§ **But de l'exercice**: Dans le texte sur le rapport de la Ciase, recopiez tout ce qui va de "Installée depuis le" jusqu'à "font encore sentir.", en remplaçant "coup de tonnerre" par "choc".

Installée depuis le 8 février 2019, la Commission indépendante sur les abus sexuels dans l’Église (Ciase) rend son rapport final ce mardi 5 octobre 2021. C'est l'aboutissement d'un long travail de deux ans et demi, mené par son président Jean-Marc Sauvé et 21 experts d’horizons très divers. A l'origine de la création de cette Commission d'enquête sur la pédocriminalité dans l'Eglise catholique, il y a le travail de libération de la parole de victimes. Tout a commencé en décembre 2015 avec la création de l'association lyonnaise La Parole Libérée. C'est un coup de tonnerre pour le Diocèse de Lyon et surtout un séisme pour l'Eglise Catholique, dont les répliques se font encore sentir. 

François Devaux (Parole Libérée) : le travail inédit de la Commission

"Je pense que ça va être un grand tournant. On va comprendre l'ampleur d'un crime de masse qui s'est passé en France et de là; on va pouvoir estimer ce qui s'est passé ailleurs," a expliqué François Devaux, à la veille de la restitution du rapport de la Commission Sauvé. Ce dernier a souligné la démarche inédite de la Commission Sauvé. Un rapport qui est allé "plus loin" que ceux qui ont été faits jusqu'à présent, notamment à l'étranger. Au-delà des chiffres et de la "qualification du traumatisme", la Commission a essayé de "comprendre les mécanismes et l'origine du problème." Et il ajoute, évoquant les trois travaux qui accompagnent le rapport :

C'est la Science qui parle, ce sont des travaux de recherche conduits par des responsables éminents.

François Devaux (Parole Libérée)

Pourtant, il n'a pas caché son scepticisme et son inquiétude au lancement de la commission Sauvé. "La première raison, c'était à cause de l'affiliation catholique de Jean-Marc Sauvé (...). La deuxième raison c'était l'absence de victimes au sein de cette commission (...). Très vite cette commission s'est confrontée à des auditions et des libérations de la parole. Elle a très bien compris l'importance qu'a eu l'action lyonnaise." Depuis, François Devaux, qui a été entendu par la Commission, a revu son jugement, allant jusqu'à faire l'éloge du travail accompli. "Je suis profondément admiratif de ce travail et de la méthodologie. De la manière dont le président a porté cela mais aussi de l'interaction de chacun des membres. La sincérité de leurs travaux était évidente et c'est bien cela que les victimes attendaient."

§ **Entrées fournies**:
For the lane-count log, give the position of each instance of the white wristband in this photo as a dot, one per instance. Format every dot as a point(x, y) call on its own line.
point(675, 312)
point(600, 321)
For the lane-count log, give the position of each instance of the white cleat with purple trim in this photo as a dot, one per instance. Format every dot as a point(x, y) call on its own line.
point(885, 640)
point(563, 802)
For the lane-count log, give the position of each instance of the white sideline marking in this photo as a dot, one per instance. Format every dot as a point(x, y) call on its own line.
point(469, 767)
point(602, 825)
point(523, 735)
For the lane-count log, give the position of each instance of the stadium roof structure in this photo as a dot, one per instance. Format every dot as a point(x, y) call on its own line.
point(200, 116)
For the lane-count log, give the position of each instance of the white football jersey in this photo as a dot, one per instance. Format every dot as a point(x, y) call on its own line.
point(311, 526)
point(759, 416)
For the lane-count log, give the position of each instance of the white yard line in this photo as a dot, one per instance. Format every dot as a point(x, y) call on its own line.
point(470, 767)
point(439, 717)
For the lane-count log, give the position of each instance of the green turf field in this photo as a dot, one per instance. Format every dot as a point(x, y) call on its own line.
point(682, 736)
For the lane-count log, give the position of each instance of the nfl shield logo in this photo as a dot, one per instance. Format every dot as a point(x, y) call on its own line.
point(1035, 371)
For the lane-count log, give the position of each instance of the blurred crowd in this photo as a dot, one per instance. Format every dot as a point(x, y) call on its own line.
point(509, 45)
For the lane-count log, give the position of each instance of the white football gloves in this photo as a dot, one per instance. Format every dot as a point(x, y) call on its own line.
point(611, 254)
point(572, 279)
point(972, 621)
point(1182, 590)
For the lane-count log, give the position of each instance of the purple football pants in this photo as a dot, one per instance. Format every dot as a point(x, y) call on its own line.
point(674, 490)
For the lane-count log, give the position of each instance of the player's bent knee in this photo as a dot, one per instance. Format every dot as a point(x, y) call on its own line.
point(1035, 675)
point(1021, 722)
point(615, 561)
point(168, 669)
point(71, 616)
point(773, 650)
...
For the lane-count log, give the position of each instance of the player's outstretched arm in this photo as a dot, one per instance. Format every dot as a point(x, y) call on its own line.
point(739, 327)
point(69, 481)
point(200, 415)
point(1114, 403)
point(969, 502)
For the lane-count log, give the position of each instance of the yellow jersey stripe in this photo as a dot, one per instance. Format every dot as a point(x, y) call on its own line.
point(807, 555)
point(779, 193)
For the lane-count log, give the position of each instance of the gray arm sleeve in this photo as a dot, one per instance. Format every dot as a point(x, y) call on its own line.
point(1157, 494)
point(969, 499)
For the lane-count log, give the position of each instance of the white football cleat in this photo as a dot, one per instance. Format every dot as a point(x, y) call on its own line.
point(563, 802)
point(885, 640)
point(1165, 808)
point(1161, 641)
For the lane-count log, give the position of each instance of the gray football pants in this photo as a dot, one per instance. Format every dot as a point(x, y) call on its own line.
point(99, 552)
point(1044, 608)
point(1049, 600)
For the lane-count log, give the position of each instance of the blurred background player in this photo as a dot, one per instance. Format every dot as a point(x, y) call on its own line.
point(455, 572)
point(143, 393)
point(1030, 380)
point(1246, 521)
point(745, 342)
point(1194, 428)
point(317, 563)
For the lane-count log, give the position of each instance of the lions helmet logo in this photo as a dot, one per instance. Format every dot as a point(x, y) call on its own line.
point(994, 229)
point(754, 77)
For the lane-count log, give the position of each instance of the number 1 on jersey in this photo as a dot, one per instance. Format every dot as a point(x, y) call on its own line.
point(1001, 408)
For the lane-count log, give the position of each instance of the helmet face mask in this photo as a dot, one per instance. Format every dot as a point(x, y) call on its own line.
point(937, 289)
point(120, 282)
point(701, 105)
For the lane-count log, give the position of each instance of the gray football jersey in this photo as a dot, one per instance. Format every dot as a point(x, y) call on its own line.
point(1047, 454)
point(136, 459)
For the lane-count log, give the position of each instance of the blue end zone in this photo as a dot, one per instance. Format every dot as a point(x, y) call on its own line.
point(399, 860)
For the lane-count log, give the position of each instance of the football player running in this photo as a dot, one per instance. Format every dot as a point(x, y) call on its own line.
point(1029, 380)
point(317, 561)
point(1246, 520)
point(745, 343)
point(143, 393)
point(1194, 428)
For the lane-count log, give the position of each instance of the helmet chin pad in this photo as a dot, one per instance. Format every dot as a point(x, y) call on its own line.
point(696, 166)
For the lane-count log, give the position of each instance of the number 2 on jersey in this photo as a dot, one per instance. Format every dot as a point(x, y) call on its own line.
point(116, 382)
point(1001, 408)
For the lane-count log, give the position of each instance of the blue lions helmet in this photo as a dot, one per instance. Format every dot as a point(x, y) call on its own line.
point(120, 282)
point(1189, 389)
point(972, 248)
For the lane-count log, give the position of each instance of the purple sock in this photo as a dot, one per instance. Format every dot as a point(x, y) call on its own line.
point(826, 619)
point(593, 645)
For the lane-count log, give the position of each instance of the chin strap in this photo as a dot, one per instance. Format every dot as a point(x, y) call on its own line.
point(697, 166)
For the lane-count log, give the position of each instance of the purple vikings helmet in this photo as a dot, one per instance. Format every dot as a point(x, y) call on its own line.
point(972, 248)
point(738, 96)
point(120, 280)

§ **Réponse**:
Installée depuis le 8 février 2019, la Commission indépendante sur les abus sexuels dans l’Église (Ciase) rend son rapport final ce mardi 5 octobre 2021. C'est l'aboutissement d'un long travail de deux ans et demi, mené par son président Jean-Marc Sauvé et 21 experts d’horizons très divers. A l'origine de la création de cette Commission d'enquête sur la pédocriminalité dans l'Eglise catholique, il y a le travail de libération de la parole de victimes. Tout a commencé en décembre 2015 avec la création de l'association lyonnaise La Parole Libérée. C'est un choc pour le Diocèse de Lyon et surtout un séisme pour l'Eglise Catholique, dont les répliques se font encore sentir.